## What to produce
Render each of the items below as a numbered list, omitting any blank lines and leaving the pictures out of the answer.

## Supplied records
================

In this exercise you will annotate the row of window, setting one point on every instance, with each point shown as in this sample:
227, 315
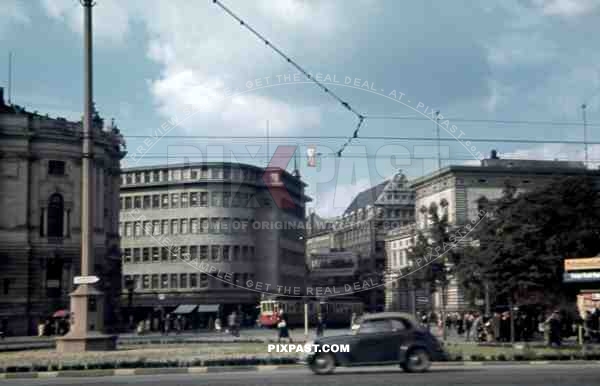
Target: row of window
184, 226
186, 200
193, 174
192, 252
185, 281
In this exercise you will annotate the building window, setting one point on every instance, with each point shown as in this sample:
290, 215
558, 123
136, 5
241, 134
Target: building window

================

## Task solution
1. In this exercise you will annotate the row of window, setting one point on every instance, with each point shown as in this sample:
2. 227, 315
3. Target: row of window
4. 184, 226
5. 186, 200
6. 193, 174
7. 192, 252
8. 185, 281
9. In this exercise you will annotate the building window, setting one point on every instance, with each point shown as in this sample:
10. 290, 215
11. 558, 123
12. 136, 5
13. 241, 134
14. Target: building window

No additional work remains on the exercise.